TEXT SECTION.
:::::
This comment has been removed by a blog administrator.
Anonymous said...

So umbongo, what would you call these people then? Are we no longer allowed to use the word 'denier'? There is absolutely no reason to bring the Holocaust into this argument. This just seems to be another ploy by anthropogenic climate change deniers (for want of a better term) to muddy the waters and distract attention from the fact that they have no proper evidence to support their case.

Anonymous said...

2b0r02b:

Climate forecasting is NOT weather forecasting.

The exact pattern of turbulence over a period of a few seconds (for instance, from wind flowing over a hill) is more or less impossible to predict, and yet the general weather forecast is accurate up to about 3 days, because the effects of the turbulence even out over time.

Nobody is trying to predict whether it will snow on February 8th 2095, they are predicting the average temperatures in February. This is completely and utterly different, because, again, the daily variations even out over time.

I used to write/run models of aircraft engine flow and the exact nature of the turbulence was very hard to get right, and is still poorly understood on some levels. Nevertheless, RR engines have improved thanks to computer modelling and work well enough to get you to New York cheaply.

PS 1998 was the warmest year because it was a very strong El Nino. A new El Nino is developing this year and it is expected to make 2007 warmer than 1998, although we'll only know whether this is true in a year's time...

Anonymous said...

I've got news for Anon 11:46

Hansen, for example, is best-known for adjusting the facts to fit his own far-out version of CO2 AGW theory: he is hardly a serious scientist, but maybe a serious danger to science. For instance, The new IPCC numbers for sea level rise are actually quite reasonable. Now we see with some amusement that the IPCC is under attack by extremist scientists like him who think the numbers should be more catastrophic. Hansen's values are about 20 times higher than the IPCC 'consensus'. I suppose that makes him (and that other well-known scientist Al Gore) climate 'contrarians'.

And I though Lovelock was in disgrace with the Greenies because he remains a sufficiently honest scientist to point out that if CO2 AGW is real, the sole and single way to solve the energy problem is with nuclear reactors. (I have long pointed out that those who say CO2 AGW is real but refuse to accept the unavoidability of expanded nuclear power if that's so, are not serious people.)

As for attribution of climate change: the reason why CO2 was 'chosen' as the 'guilty party' are well-known: We humans make some of the stuff, and there was a (very approximate) fit between anthropogenic CO2 output and world temperature changes.

However, it is actually a VERY approximate fit, and no direct causal connection has ever been established. But it's done by man, so we can be made to feel guilty: that's what the Greenies want.

The fact that the fit between sun-spots and global temperatures is very much closer is ignored, because we can't be blamed for sun-spots. The same is true about cosmic radiation flux.

The fact that CO2 is only responsible for about 2% of the greenhouse effect, and only 2% of atmospheric CO2 is man-made, making anthropogenic CO2 responsible for a microscopic 0.004% of the greenhouse effect, is also ignored as inconvenient....

But if you still believe such nonsense, along no doubt with the Tooth Fairy and ghosts and goolies and things that go 'bump' in the night... well, that's your problem.
:::::
STORED DATA.
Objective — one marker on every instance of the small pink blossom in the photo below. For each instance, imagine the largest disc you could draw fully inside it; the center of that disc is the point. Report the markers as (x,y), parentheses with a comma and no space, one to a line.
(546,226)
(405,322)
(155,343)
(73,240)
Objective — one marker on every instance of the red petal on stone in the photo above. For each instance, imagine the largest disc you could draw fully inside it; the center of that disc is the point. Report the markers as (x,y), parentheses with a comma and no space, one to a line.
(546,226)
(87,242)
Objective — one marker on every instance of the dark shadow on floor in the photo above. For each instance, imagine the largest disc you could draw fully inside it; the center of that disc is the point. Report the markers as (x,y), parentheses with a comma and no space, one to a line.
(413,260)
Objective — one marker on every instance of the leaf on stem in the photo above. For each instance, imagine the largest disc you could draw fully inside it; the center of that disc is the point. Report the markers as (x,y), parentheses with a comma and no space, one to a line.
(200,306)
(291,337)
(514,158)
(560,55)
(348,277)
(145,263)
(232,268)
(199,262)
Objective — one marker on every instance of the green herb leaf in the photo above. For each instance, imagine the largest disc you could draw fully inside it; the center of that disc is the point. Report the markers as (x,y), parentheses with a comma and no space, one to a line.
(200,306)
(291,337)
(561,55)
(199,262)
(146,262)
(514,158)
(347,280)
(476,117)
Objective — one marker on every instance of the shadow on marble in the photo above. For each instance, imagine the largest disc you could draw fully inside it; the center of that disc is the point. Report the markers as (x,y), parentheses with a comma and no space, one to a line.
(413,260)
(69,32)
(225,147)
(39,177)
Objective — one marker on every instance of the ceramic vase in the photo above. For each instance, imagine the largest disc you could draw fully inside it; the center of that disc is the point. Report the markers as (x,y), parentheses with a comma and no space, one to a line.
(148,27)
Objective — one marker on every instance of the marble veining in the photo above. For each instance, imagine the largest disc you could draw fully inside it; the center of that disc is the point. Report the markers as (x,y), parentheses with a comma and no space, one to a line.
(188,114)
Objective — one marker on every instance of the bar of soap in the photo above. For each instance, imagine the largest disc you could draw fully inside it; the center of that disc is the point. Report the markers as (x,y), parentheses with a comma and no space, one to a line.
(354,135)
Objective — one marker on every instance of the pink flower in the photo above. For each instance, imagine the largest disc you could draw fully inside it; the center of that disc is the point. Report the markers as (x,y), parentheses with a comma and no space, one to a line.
:::::
DIRECTIVES.
1. Show every line of the entries that contains the word "leaf", treating case as significant.
2. Extend the climate change comment thread from its last sentence.

ANSWERS BY TASK.
1.
Objective — one marker on every instance of the leaf on stem in the photo above. For each instance, imagine the largest disc you could draw fully inside it; the center of that disc is the point. Report the markers as (x,y), parentheses with a comma and no space, one to a line.
Objective — one marker on every instance of the green herb leaf in the photo above. For each instance, imagine the largest disc you could draw fully inside it; the center of that disc is the point. Report the markers as (x,y), parentheses with a comma and no space, one to a line.

2.
Darcy Dancer,

It is not those who say anthropogenic global warming is not true who brought comparison with Holocaust deniers into this; that was the True Believers.

Dr Random:

I did not say climate forecasting is weather forecasting. I said it uses similar modelling techniques, which is undoubtedly true. In comparison with turbulent modelling in gas turbines (which I know is a difficult task) the variables involved in weather forecasting as vastly greater--hence the 4/5 day maximum for a reliable forecast, even with the most powerful computers we have: and then when it comes to climate forecasting the variables problem is many orders of magnitude worse: in other words, we can't actually do it in a way that's worth a light.

---

As HL Mencken put it, "The urge to save humanity is almost always a false front for the urge to rule it."

Old BE said...

I am not a denier, in fact I imagine that putting the carbon dioxide back into the atmosphere that was taken out eons ago is probably a bad idea. But that doesn't mean that I am happy for people to spin the data to turn it into a catastrophe in order to bring in draconian measures.

Jsut as Reid has been waiting for a terror alert to re-visit the 90 day rule, evironmentalists have been wishing for bad data to prove that we should go back to subsistence farming days.

Dan Hassett said...

Climate Scientist is another of those glorified job titles like information technichians (librarians) and refuse scientists (bin men). They're weather men (or women).

When we can't rely on what they say will happen this afternoon, how can we have any confidence in what they forecast for 2100?

Anonymous said...

Yes Dan, and local councillors are just incompetent bureaucrats. There's a big difference between weather and climate. If it snows this afternoon down in Folkestone it doesn't mean you're living in an Arctic climate.

Anonymous said...

Dan, a weather man, aka meteorologist, usually has a degree in mathematical physics and a PhD, and is eminently qualified to investigate climate change. Although admittedly they might need to speak to experts in geophysics, geochemistry and geology too.

What qualifications do you have to be a councillor? Less than a bin man these days, it would seem.

Anonymous said...

2br02b - if the sun is responsible, why are the polar caps on Mars not diminishing? In fact, they have expanded slightly over the last 20 years.

Nuclear power - I agree that this may be needed, but you are merely respecting Loverock's opinions there and he claims that on current trends humanity will be reduced to a hunter-gatherer level within the next 200 years.

Anonymous said...

Melanie Phillips analysis would be fine, but she has a serious axe to grind in this area. She has previously gone on record stating that climate change is a creation of the self-hating western intellectual elite. Somebody with such a clearly ideological response to what is a scientific and environmental issue can hardly be trusted not to seriously and malignantly manipulate the information.

Anonymous said...

There is a strong strand of flat-earth right-wingery that measures its manhood by the vehemence of its climate-change denial. (Another clear parallel is with anti-evolutionists.) Utterly impervious to the scientific method, one of the most precious flowers of humanity. Best ignored by rational, educated people.

We can only thanks our lucky stars that the Inquisition isn't still weighing in on their side.

But citing Monckton! Please. This man has a record of crack-pottery second to none. By their friends shall ye know them.

Anonymous said...

anon 3:18

Mars does appear to be warming according to both NASA and the St Petersburg Astonomical Observatory.

Mars' ice caps have shrunk, not grown, over the past few decades.

Anonymous said...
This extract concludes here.